(Beginning of Entries supplied)
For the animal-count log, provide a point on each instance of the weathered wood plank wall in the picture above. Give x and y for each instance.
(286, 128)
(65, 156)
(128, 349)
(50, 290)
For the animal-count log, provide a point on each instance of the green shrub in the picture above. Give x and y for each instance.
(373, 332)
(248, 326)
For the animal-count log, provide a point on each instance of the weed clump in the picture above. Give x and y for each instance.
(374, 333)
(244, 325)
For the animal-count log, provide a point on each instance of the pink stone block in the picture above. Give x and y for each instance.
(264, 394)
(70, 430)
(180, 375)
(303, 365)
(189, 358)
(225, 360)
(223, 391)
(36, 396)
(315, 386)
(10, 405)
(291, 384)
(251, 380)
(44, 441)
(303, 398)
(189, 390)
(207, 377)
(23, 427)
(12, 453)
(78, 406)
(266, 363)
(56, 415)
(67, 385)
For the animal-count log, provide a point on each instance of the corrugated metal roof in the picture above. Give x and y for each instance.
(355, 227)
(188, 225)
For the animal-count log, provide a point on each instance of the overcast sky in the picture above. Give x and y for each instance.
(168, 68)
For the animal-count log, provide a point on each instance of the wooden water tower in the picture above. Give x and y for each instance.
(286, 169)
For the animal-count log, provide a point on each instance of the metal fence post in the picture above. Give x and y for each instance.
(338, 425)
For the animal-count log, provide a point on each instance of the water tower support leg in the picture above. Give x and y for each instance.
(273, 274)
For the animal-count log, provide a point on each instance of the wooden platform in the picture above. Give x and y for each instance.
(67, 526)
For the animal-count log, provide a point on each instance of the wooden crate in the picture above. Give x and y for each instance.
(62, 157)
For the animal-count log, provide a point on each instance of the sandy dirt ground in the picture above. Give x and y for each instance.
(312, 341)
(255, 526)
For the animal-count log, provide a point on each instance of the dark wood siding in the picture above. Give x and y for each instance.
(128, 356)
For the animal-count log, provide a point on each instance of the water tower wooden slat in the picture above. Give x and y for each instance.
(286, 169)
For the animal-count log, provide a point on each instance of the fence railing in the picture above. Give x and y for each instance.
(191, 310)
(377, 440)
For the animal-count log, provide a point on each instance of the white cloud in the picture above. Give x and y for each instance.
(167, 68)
(End of Entries supplied)
Exactly as it appears above, retype the material in full.

For the animal-count log, provide a point on each instance of the weathered wood plank wall in the picture above. Give x and y for each instance.
(286, 128)
(65, 156)
(128, 349)
(50, 290)
For the animal-count log, provide a point on each instance of the green shrub in the picture above. Give x and y for each instance.
(373, 332)
(248, 326)
For the animal-count log, provide a point on each instance of the weed clump in the picture above. Give x and y for each instance.
(374, 333)
(244, 325)
For the animal-count log, provide a point on each instance of the pink stone block in the picture above. Give x and y for each instance.
(264, 394)
(70, 430)
(180, 375)
(303, 365)
(189, 358)
(225, 360)
(223, 391)
(36, 396)
(315, 386)
(10, 405)
(291, 384)
(251, 380)
(44, 441)
(303, 398)
(189, 390)
(207, 377)
(23, 427)
(12, 453)
(78, 406)
(266, 363)
(56, 415)
(67, 385)
For the animal-count log, provide a point on each instance of the corrugated metal roof in the picture above. Give x and y for each instance.
(355, 227)
(188, 225)
For the animal-count log, provide a point on each instance of the overcast sky in the picture above. Give x and y for each instance.
(168, 68)
For the animal-count log, provide a point on each instance of the wooden water tower in the picture above. Give x and y for each instance.
(286, 169)
For the animal-count log, provide a point on each instance of the metal fence post in the picture above. Give x and y for each instance.
(338, 425)
For the animal-count log, provide a point on each instance of the water tower support leg in the picture above. Give x and y for each instance.
(273, 274)
For the animal-count log, provide a point on each instance of the wooden platform in the picture above. Give x and y for each instance.
(67, 526)
For the animal-count log, provide a point on each instance of the wooden crate in the picture above. Give x and y for each instance.
(62, 157)
For the animal-count log, provide a point on each instance of the sandy dirt ground in the picture above. Give x and y for each instance.
(312, 341)
(255, 526)
For the animal-count log, provide a point on each instance of the dark wood siding in the picture above. Give x and y for each instance.
(128, 356)
For the animal-count log, provide a point on each instance of the water tower wooden slat in the picture above. Give x and y for each instance.
(286, 169)
For the animal-count log, provide a point on each instance of the fence railing in the picture above. Give x and y for each instance.
(191, 310)
(377, 440)
For the animal-count log, provide a point on each instance of the white cloud in the picture above. Give x and y for each instance.
(167, 68)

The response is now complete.